[Opening Available data section]

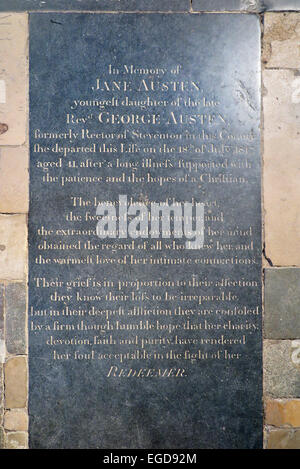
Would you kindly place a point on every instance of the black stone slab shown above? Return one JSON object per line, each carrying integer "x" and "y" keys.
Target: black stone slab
{"x": 95, "y": 5}
{"x": 167, "y": 109}
{"x": 245, "y": 5}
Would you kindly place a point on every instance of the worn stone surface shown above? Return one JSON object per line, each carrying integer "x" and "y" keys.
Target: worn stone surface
{"x": 1, "y": 394}
{"x": 245, "y": 5}
{"x": 2, "y": 311}
{"x": 170, "y": 43}
{"x": 15, "y": 373}
{"x": 227, "y": 5}
{"x": 15, "y": 318}
{"x": 13, "y": 246}
{"x": 281, "y": 373}
{"x": 281, "y": 150}
{"x": 282, "y": 303}
{"x": 2, "y": 438}
{"x": 14, "y": 179}
{"x": 16, "y": 440}
{"x": 96, "y": 5}
{"x": 16, "y": 420}
{"x": 281, "y": 413}
{"x": 283, "y": 439}
{"x": 13, "y": 78}
{"x": 281, "y": 40}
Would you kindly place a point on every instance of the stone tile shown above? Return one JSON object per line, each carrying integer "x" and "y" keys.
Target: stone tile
{"x": 281, "y": 40}
{"x": 13, "y": 246}
{"x": 16, "y": 440}
{"x": 282, "y": 303}
{"x": 228, "y": 5}
{"x": 2, "y": 438}
{"x": 281, "y": 166}
{"x": 16, "y": 420}
{"x": 1, "y": 312}
{"x": 281, "y": 370}
{"x": 280, "y": 413}
{"x": 15, "y": 318}
{"x": 13, "y": 78}
{"x": 15, "y": 383}
{"x": 1, "y": 394}
{"x": 280, "y": 5}
{"x": 246, "y": 5}
{"x": 283, "y": 439}
{"x": 96, "y": 5}
{"x": 14, "y": 179}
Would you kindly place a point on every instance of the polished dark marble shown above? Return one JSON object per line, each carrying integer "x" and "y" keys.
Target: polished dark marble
{"x": 95, "y": 5}
{"x": 196, "y": 81}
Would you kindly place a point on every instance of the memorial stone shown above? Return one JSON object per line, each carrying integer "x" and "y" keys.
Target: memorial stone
{"x": 142, "y": 334}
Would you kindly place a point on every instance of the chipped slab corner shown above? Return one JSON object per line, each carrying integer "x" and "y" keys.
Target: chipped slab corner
{"x": 13, "y": 78}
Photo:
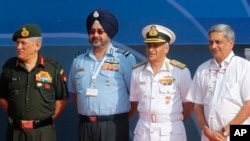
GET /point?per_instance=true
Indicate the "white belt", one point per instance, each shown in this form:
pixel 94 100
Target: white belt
pixel 161 118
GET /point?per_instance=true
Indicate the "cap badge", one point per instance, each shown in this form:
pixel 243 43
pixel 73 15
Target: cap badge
pixel 153 31
pixel 25 32
pixel 96 14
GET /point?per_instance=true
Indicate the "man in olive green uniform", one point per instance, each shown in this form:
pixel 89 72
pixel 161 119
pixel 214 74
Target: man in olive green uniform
pixel 33 89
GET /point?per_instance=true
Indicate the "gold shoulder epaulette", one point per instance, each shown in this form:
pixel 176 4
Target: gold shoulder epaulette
pixel 139 64
pixel 177 64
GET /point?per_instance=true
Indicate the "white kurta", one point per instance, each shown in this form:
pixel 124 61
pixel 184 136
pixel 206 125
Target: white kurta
pixel 160 100
pixel 222 91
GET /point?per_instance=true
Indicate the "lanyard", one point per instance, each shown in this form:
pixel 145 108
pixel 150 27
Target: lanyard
pixel 94 75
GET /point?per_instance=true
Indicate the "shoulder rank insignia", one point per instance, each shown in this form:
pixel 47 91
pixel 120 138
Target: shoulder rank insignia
pixel 178 64
pixel 140 64
pixel 124 52
pixel 84 51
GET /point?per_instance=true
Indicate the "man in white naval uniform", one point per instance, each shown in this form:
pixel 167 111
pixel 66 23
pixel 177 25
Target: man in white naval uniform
pixel 158 90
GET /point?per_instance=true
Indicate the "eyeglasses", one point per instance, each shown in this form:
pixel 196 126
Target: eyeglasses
pixel 98 31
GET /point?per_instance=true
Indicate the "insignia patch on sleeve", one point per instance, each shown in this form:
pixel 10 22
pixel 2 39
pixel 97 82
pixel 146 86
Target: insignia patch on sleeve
pixel 140 64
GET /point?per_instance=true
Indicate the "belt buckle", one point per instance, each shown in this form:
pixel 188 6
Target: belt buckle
pixel 93 119
pixel 27 124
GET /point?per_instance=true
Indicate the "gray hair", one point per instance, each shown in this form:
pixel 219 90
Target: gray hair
pixel 37 38
pixel 225 29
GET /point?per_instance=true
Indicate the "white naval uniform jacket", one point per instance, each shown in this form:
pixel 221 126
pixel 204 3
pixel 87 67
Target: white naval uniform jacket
pixel 160 100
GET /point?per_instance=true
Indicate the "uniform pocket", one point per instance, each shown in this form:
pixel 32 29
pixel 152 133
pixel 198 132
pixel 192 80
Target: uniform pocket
pixel 232 93
pixel 46 91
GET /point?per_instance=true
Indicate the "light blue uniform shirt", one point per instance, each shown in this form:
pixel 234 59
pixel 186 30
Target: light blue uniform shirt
pixel 112 81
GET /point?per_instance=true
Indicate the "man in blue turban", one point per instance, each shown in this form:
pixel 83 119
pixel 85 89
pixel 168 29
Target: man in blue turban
pixel 99 81
pixel 107 20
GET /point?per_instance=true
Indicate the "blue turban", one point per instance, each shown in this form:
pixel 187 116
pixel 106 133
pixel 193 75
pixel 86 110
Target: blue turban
pixel 106 19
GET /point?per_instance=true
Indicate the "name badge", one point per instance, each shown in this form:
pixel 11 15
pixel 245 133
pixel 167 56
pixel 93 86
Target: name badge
pixel 92 92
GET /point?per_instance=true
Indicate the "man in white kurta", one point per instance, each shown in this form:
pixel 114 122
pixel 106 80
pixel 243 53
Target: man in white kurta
pixel 221 87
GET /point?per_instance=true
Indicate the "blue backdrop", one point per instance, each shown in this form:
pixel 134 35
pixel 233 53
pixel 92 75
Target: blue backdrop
pixel 63 26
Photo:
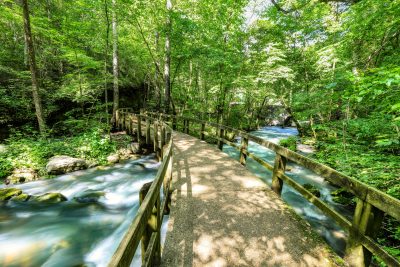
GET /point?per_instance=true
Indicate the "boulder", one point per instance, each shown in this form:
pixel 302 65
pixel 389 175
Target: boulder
pixel 50 198
pixel 22 176
pixel 124 153
pixel 65 164
pixel 135 148
pixel 21 198
pixel 89 196
pixel 8 193
pixel 313 189
pixel 113 158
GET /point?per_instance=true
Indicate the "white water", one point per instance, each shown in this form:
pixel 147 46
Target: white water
pixel 321 223
pixel 73 233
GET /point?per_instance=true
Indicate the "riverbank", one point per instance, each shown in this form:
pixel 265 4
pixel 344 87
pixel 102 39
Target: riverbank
pixel 366 161
pixel 26 156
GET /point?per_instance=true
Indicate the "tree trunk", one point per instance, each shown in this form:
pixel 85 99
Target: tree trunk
pixel 115 60
pixel 167 74
pixel 156 83
pixel 105 60
pixel 32 64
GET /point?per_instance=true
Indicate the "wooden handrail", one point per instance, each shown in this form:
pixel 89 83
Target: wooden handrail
pixel 372 204
pixel 147 222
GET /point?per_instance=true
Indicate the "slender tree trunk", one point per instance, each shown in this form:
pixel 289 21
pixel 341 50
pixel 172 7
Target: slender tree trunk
pixel 167 74
pixel 32 64
pixel 115 60
pixel 105 60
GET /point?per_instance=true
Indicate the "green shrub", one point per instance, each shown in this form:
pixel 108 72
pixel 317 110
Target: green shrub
pixel 34 151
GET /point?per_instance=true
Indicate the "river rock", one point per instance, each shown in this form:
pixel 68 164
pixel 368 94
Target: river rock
pixel 50 198
pixel 65 164
pixel 113 158
pixel 89 196
pixel 313 189
pixel 22 176
pixel 8 193
pixel 135 148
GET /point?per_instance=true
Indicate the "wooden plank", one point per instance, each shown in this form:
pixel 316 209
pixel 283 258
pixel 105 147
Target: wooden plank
pixel 341 220
pixel 151 249
pixel 279 166
pixel 243 148
pixel 127 248
pixel 377 198
pixel 378 251
pixel 260 161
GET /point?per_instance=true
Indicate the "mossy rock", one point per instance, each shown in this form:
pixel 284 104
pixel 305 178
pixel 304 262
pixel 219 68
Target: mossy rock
pixel 50 198
pixel 8 193
pixel 343 197
pixel 21 197
pixel 313 189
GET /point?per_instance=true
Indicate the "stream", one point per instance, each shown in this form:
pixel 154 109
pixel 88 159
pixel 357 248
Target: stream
pixel 322 224
pixel 75 233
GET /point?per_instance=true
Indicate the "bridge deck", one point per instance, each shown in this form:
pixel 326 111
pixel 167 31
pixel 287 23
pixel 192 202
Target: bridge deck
pixel 223 215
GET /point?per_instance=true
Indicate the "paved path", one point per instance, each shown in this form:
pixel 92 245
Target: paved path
pixel 223 215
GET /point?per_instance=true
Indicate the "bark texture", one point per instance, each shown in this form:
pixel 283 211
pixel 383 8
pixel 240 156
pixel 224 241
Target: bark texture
pixel 32 65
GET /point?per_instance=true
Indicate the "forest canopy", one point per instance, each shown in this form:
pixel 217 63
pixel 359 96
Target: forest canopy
pixel 331 65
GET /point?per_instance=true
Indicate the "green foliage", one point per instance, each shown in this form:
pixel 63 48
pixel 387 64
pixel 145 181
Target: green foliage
pixel 34 151
pixel 290 142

[Closing Available data section]

> **Action item**
Among the records above, only the lines between the line holding "Target: paved path" and the line holding "pixel 359 96", inclusive, are to be output, exactly as written.

> **Completed exercise**
Target: paved path
pixel 223 215
GET /point?per_instance=true
Indicate the "bark texture", one point per instance, each shown in this form:
pixel 283 211
pixel 383 8
pixel 240 156
pixel 224 241
Target: bark texture
pixel 32 65
GET /point?per_instance=true
Indicate the "forest canopy", one point per instance, each shown in this form:
pixel 217 63
pixel 359 96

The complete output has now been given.